━━ EXCERPT PROVIDED ━━
"All by Myself" is a song by American singer-songwriter Eric Carmen released in 1975. The verse is based on the second movement (Adagio sostenuto) of Sergei Rachmaninoff's circa 1900–1901 Piano Concerto No. 2 in C minor, Opus 18. The chorus was taken from the song "Let's Pretend", which Carmen wrote and recorded with the Raspberries in 1972. The slide guitar solo was performed by studio guitarist Hugh McCracken.

Background and composition 
According to Carmen, he first wrote the solo part of the song, writing four bars at a time, eventually completed the interlude after two months.  He needed to put this into a song, and after listening to Rachmaninoff's 2nd piano concerto, a piece famously used to underscore the 1945 British film Brief Encounter, he adapted the melody of its second movement to write the verse. Rachmaninoff's music was in the public domain in the United States at that time, so Carmen thought no copyright existed on it, but it was still protected outside the U.S. subsequent to the release of the album. He was later contacted by the Rachmaninoff estate and informed that it was protected. An agreement was reached in which the estate would receive 12 percent of the royalties from "All by Myself" as well as from "Never Gonna Fall in Love Again", which was based on the third movement from Rachmaninoff's Symphony No. 2.

Carmen has stated that he also incorporated part of another melody into this song. The melody of the chorus was taken from his previous hit with the Raspberries, "Let's Pretend".

Television performance
Carmen performed "All by Myself" and his follow-up hit, "Never Gonna Fall in Love Again," on The Midnight Special television program on July 23, 1976 (season 4, episode 37).  The show was hosted by The Spinners.
━━━
━━ EXCERPTED RECORDS ━━
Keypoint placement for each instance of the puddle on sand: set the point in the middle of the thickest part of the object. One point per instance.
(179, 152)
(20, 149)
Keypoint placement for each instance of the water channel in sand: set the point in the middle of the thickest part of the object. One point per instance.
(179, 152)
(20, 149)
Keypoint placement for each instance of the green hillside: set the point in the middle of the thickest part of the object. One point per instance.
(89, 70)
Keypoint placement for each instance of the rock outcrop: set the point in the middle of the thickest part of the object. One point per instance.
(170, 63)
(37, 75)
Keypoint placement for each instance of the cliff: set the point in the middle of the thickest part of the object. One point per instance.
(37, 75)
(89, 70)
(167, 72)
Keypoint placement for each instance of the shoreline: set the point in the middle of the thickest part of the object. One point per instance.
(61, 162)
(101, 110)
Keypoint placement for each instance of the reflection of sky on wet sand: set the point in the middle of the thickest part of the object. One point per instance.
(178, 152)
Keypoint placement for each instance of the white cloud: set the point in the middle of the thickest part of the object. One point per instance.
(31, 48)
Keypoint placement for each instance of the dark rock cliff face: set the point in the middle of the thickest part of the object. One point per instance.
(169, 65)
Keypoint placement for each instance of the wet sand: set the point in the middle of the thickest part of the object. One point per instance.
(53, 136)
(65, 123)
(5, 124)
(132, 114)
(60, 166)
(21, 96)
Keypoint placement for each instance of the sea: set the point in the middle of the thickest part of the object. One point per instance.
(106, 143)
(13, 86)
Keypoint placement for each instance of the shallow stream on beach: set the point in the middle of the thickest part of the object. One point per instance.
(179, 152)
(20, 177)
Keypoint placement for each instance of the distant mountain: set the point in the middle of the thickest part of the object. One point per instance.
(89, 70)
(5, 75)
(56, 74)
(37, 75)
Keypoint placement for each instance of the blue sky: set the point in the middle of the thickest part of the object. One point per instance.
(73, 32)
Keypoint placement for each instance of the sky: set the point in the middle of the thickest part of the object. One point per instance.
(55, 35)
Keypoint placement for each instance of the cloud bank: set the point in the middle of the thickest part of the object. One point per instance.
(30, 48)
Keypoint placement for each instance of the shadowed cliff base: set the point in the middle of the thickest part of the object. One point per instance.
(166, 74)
━━━
SHORT PROBLEM A
In the passage on "All by Myself," what share of the royalties does the Rachmaninoff estate receive under the agreement?
SHORT PROBLEM B
Resume the passage on the song "All by Myself" from its last sentence.
The rows have no connection to the passage on "All by Myself."

FINAL RESULT A
The estate receives 12 percent of the royalties from "All by Myself" and from "Never Gonna Fall in Love Again."

FINAL RESULT B
Chart position 
The power ballad was the first single from Carmen's first solo LP after leaving the power pop group the Raspberries and was released in December 1975. It reached number two on the Billboard Hot 100; both "Love Machine" by The Miracles and "December 1963 (Oh, What a Night)" by The Four Seasons, kept the song from number one. "All by Myself"  did reach number one on the Cash Box Top 100 Singles and number three in Canada. The single sold more than one million copies in the United States and was certified gold by the RIAA in April 1976. "All by Myself" was Carmen's first of eight US Top 40 hits. In the UK, however, this was his only Top 40 success, peaking at number 12.

Charts

Weekly charts

Year-end charts

Celine Dion version

The most notable cover version of "All by Myself" was recorded by Canadian singer Celine Dion in 1996. It was the fourth (or third, depending on the country) hit single from her fourth English-language studio album, Falling into You. Produced by David Foster at Compass Point Studios in The Bahamas, it was released on December 9, 1996, in the United Kingdom and on March 11, 1997, in the United States.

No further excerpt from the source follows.